**TEXT PASSAGE**

>>>

We say that an Authenticated One-Time Encryption scheme has overhead O(1) if it holds for all messages x and all \(K \in \mathcal {K}_{\vert x \vert ,\lambda }\) that \(\vert K \vert + \vert {\mathsf {{Enc}}}_K(x) \vert \in O(\vert x \vert + {\text {poly}}(\lambda ))\) for a polynomial independent of \(\vert x \vert \) and if we can encrypt and decrypt in time \(O(\vert K \vert + \vert {\mathsf {{Enc}}}_K(x) \vert + \vert x \vert )\). This means that for large enough x we have that \(\vert K \vert + \vert {\mathsf {{Enc}}}_K(x) \vert \in O(\vert x \vert )\) and that we can encrypt and decrypt in time \(O(\vert x \vert )\). We can construct such a scheme off-the-shelf. Let \(\mathsf {MAC}\) be an information-theoretic MAC which can handle message of length \(O(\lambda )\) using keys of length \(O(\lambda )\) and which can be computed in time \({\text {poly}}(\lambda )\). Such a scheme is described for instance in [WC81]. Let \(\mathcal {H}\) be a family of almost universal hash-functions which can be computed in linear time, see for instance [IKOS07]. For messages of length m, the key for the encryption scheme will consist of (LHP), where L is a random key for the MAC, \(H \leftarrow \mathcal {H}\) is a random hash function from the family and P is uniformly random in \(\{0,1\}^m\). To encrypt, compute \(C = x \oplus P\), \(M = H(C)\) and \(A = \mathsf {MAC}_L(M)\) and send (CA). To decrypt, if \(\vert C \vert \ne m\), output \(\bot \). Otherwise, compute \(M = H(C)\) and \(A' = \mathsf {MAC}_L(M)\). If \(A' \ne A\), output \(\bot \). Otherwise, output \(C \oplus P\). The complexity is as claimed and the security follows from [WC81].

<<<

**RECORD LIST**
>>>

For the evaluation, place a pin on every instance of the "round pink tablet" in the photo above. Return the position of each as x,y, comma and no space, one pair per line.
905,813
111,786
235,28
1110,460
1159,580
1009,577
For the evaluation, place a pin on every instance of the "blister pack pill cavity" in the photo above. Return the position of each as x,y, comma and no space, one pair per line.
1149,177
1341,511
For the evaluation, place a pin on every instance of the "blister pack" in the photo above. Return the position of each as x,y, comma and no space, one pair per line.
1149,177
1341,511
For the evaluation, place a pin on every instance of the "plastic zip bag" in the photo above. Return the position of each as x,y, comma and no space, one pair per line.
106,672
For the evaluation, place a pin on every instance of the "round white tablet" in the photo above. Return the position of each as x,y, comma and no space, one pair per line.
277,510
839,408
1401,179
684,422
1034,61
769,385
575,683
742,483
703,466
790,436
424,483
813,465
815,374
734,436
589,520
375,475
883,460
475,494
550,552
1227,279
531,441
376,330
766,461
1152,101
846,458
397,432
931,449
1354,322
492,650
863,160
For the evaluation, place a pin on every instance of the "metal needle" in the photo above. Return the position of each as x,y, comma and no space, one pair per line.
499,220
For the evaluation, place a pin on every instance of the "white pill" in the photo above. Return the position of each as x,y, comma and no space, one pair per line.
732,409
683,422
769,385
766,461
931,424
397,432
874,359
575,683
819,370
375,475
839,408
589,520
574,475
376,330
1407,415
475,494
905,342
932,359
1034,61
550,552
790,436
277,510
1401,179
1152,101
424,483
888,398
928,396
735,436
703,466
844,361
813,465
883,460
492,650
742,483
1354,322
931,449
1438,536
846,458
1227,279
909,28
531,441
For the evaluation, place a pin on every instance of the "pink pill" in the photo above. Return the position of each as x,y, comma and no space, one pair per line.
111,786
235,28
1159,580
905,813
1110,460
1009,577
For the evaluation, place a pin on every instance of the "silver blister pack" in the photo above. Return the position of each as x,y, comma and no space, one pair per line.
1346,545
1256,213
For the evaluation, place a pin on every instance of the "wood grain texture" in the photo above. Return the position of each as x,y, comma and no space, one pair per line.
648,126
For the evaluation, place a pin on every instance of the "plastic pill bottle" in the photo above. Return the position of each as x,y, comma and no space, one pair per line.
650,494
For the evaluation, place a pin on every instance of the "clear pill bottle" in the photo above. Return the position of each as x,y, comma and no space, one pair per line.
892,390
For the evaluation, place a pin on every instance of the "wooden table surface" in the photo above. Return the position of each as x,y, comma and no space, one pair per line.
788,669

<<<

**PARTS OF THE EXERCISE**
#1 Show each line of the records that contains the word "plastic".
#2 Proceed with the passage on authenticated one-time encryption, picking up after its last sentence.
The records are unrelated to the passage on authenticated one-time encryption.

**RESULTS IN ORDER**
#1
For the evaluation, place a pin on every instance of the "plastic zip bag" in the photo above. Return the position of each as x,y, comma and no space, one pair per line.
For the evaluation, place a pin on every instance of the "plastic pill bottle" in the photo above. Return the position of each as x,y, comma and no space, one pair per line.

#2
6.2 The Combined Protocol

For the combined protocol we have n parties \(\mathsf {P}_1, \ldots , \mathsf {P}_n\) of which at most \(n \cdot \mathsf {t}_{\textsc {mal},\textsc {comb}}\) are corrupted. We want to compute a function f. The parties are going to run one execution of the outer protocol to compute f. In the outer protocol we have n users \(\mathsf {U}_1, \ldots , \mathsf {U}_n\) and m servers \(\mathsf {S}_1, \ldots , \mathsf {S}_m\) of which we need that at most \(\mathsf {t}_{\textsc {mal},\textsc {out}} \cdot m\) are corrupted. Party \(\mathsf {P}_i\) is going to run the code of \(\mathsf {U}_i\). Each server \(\mathsf {S}_j\) is going to be emulated by a small subset of the parties. The inner protocol will be used to emulate servers. We set \(\alpha = 1-\mathsf {t}_{\textsc {mal},\textsc {comb}}\) and set \(\beta = 1 - \mathsf {t}_{\textsc {mal},\textsc {out}}\). We use a \({(n, m, \alpha , \beta )}\)-threshold expander graph \(G = (V, E)\) to form the committees. For \(j = 1, \ldots , m\) we let

$$\mathcal {C}_j = \{\mathsf {P}_i \mid (i, j) \in V \}$$

We call \(\mathcal {C}_j\) committee j. Using the graph from Sect. 6.1, the size of committees is constant and except with negligible probability all sets of \(\alpha n\) parties have members in at least \(\beta m\) committees.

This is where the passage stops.